» **Aim**
Extract each line of the material below that contains the string "island", reproducing every such line in full.

╭─ Data lines

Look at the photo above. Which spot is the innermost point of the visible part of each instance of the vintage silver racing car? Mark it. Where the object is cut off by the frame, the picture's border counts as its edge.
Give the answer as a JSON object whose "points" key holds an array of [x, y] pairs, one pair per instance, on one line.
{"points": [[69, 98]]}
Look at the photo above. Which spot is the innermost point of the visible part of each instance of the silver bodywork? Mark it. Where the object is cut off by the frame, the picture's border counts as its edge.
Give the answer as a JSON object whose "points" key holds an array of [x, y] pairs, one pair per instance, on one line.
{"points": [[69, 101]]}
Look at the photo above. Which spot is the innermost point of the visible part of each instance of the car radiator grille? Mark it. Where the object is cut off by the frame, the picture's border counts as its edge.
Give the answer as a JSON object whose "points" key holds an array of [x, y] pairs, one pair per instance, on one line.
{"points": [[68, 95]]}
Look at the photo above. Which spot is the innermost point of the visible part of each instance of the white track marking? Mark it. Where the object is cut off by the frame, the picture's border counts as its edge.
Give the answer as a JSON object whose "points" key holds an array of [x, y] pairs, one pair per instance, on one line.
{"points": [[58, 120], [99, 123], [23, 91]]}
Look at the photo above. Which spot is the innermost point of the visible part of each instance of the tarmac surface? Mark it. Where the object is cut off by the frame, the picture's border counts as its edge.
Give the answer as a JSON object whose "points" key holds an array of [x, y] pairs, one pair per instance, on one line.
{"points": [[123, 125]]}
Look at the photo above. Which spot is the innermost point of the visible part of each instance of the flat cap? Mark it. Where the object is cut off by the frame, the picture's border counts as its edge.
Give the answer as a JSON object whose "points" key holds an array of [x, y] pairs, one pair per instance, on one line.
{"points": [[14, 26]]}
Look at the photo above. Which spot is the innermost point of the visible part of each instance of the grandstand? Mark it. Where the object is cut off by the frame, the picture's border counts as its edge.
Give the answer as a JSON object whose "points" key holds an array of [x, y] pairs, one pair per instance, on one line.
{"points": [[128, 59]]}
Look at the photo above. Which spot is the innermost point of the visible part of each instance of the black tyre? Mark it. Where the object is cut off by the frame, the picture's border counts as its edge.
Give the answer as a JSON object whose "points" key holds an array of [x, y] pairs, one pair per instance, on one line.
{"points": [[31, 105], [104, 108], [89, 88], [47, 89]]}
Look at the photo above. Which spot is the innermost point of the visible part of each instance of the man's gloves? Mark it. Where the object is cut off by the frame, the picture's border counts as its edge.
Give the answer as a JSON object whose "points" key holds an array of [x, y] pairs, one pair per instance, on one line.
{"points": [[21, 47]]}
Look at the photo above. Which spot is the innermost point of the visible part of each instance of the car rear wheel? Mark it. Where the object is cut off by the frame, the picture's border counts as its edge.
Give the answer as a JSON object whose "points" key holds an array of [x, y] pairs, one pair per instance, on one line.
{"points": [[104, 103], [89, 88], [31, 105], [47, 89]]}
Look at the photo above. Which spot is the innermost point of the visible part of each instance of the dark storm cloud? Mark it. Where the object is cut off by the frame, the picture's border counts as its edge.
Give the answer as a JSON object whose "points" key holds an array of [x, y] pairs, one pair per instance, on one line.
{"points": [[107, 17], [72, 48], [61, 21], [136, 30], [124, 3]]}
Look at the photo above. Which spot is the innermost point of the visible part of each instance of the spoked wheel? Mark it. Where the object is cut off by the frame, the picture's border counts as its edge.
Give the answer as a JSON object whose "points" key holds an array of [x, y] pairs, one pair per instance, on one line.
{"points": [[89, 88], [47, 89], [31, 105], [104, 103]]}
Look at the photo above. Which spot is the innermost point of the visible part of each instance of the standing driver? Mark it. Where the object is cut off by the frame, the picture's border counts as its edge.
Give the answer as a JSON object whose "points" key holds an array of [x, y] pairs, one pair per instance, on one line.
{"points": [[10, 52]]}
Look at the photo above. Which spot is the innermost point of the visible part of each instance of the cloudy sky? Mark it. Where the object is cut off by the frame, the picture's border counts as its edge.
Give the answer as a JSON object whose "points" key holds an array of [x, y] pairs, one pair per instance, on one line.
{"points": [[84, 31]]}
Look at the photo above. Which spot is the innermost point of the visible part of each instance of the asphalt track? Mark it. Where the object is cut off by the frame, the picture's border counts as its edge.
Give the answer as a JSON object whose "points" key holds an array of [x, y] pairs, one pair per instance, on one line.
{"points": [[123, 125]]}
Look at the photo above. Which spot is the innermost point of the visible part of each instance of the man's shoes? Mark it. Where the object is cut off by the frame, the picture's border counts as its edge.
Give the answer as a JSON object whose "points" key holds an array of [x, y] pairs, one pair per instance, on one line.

╰─
╭─ Data lines

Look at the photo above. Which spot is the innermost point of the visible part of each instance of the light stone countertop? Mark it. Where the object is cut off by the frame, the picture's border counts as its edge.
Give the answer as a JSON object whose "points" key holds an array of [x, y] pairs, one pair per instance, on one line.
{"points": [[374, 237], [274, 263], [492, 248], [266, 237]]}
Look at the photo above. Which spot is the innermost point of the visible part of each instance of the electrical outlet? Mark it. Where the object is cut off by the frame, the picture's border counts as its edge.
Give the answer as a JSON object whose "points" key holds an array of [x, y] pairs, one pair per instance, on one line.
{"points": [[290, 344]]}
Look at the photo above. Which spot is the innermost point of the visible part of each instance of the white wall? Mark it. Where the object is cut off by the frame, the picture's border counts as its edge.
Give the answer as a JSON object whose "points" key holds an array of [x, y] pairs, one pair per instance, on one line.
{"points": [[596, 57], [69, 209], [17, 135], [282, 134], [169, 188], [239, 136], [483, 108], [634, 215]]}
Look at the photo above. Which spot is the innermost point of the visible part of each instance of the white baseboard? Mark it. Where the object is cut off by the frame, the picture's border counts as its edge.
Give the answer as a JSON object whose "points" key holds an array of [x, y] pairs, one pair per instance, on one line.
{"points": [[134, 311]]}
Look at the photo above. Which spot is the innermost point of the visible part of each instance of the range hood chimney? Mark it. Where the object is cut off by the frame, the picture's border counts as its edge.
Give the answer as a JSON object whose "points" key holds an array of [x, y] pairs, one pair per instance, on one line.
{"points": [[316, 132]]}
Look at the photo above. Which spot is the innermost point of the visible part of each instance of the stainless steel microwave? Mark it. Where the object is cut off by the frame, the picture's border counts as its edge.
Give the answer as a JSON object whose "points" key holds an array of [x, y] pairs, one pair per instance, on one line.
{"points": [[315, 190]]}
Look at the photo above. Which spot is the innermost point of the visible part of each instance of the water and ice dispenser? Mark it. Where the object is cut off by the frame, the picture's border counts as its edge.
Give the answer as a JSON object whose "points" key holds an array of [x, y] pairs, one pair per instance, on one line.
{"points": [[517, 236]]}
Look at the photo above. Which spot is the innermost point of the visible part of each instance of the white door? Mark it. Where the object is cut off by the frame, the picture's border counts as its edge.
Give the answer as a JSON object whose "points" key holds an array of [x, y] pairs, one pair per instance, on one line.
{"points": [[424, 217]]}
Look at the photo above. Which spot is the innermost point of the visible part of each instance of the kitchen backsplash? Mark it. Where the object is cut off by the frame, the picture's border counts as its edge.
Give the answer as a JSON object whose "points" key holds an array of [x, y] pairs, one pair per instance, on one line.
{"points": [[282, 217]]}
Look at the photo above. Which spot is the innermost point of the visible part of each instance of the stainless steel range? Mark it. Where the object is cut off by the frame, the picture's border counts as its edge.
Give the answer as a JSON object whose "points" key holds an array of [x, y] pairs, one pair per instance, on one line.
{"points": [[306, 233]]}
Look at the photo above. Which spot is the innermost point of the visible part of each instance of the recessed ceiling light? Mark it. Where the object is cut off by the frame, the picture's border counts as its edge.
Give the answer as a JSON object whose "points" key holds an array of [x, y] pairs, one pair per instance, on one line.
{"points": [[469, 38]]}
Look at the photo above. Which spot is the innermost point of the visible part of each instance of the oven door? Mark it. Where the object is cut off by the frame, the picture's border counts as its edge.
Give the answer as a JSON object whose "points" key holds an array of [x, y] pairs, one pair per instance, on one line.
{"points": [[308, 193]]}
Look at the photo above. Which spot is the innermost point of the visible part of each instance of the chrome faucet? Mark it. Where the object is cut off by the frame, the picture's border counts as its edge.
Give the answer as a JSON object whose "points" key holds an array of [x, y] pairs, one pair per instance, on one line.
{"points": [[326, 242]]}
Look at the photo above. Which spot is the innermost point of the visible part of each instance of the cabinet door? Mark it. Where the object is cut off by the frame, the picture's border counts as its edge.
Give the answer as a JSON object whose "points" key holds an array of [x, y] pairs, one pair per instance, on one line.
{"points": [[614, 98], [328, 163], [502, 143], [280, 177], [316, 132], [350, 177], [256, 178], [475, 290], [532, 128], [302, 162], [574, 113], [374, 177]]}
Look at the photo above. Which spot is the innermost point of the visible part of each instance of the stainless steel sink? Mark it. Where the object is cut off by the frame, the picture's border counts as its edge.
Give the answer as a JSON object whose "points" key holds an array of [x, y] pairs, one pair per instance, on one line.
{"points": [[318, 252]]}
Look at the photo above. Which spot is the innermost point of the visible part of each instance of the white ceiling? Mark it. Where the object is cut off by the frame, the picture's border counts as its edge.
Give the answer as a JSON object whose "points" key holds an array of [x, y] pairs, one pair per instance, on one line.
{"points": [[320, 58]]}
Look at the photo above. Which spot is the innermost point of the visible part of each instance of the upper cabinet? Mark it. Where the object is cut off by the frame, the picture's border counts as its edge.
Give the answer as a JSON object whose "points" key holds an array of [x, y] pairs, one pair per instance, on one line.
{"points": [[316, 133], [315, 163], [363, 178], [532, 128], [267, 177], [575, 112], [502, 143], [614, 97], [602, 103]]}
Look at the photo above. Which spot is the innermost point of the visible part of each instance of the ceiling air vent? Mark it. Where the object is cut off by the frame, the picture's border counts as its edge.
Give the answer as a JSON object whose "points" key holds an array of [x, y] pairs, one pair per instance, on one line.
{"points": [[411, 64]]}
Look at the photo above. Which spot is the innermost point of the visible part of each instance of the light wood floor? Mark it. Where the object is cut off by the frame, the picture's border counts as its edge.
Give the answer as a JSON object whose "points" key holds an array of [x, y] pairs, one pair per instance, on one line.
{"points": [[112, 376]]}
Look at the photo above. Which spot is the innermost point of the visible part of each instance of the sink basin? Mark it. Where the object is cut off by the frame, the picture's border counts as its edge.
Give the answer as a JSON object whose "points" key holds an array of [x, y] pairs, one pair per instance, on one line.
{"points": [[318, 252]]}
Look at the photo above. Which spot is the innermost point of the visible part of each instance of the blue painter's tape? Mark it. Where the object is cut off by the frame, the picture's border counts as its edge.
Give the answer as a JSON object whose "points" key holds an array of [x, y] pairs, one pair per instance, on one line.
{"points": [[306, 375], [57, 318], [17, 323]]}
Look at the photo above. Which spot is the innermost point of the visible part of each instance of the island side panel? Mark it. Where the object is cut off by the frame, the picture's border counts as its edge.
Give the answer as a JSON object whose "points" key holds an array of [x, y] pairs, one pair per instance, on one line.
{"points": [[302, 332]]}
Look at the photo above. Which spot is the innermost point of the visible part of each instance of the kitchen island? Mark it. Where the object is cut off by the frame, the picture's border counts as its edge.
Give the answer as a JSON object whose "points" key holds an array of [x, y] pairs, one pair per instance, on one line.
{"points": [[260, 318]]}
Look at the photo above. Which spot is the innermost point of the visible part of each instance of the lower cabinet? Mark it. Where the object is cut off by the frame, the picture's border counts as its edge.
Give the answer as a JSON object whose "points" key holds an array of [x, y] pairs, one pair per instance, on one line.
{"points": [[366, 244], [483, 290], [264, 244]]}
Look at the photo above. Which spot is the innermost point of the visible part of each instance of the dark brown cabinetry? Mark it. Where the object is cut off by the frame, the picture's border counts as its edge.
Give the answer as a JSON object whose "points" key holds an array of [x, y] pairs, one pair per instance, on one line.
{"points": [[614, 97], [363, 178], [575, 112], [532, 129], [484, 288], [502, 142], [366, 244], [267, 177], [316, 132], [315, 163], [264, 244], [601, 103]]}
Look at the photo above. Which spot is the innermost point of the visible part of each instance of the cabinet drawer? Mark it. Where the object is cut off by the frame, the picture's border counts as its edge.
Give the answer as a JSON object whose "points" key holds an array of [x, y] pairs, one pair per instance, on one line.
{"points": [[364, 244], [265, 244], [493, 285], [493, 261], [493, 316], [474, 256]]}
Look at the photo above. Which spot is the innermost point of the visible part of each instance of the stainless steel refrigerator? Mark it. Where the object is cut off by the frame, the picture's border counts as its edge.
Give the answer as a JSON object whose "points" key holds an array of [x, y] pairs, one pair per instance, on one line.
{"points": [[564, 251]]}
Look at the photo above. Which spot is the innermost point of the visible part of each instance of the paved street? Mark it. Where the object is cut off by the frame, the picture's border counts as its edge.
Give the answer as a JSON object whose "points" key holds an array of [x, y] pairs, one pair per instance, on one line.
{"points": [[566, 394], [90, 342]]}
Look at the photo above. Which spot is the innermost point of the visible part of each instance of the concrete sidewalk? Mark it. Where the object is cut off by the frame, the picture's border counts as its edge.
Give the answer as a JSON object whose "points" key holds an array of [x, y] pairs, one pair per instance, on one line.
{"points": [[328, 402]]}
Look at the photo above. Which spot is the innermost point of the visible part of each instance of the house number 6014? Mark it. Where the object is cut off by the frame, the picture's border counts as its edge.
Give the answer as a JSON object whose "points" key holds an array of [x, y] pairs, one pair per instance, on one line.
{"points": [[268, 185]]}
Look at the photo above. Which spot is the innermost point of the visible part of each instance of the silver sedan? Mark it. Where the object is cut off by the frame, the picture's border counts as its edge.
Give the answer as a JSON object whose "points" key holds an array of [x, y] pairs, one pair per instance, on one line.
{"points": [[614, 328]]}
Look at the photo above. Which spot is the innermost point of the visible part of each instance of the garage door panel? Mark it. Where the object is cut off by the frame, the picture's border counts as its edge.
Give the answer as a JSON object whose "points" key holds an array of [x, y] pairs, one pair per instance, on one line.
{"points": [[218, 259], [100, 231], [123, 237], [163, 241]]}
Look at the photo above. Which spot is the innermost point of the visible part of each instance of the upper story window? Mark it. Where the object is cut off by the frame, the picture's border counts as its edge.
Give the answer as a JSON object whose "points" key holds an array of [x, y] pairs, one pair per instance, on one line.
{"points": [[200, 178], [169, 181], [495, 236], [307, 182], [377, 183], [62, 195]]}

╰─

» **Result below**
Look at the photo above. Which spot is the innermost point of the visible part of each instance of the island side panel? Mark it. Where the object is cut off by the frame, the picture's border counts as its edge.
Look at the photo above. Which spot is the innermost point of the visible part of each instance of the kitchen island? Mark it. Where the object is cut off by the frame, the picture's border counts as its edge.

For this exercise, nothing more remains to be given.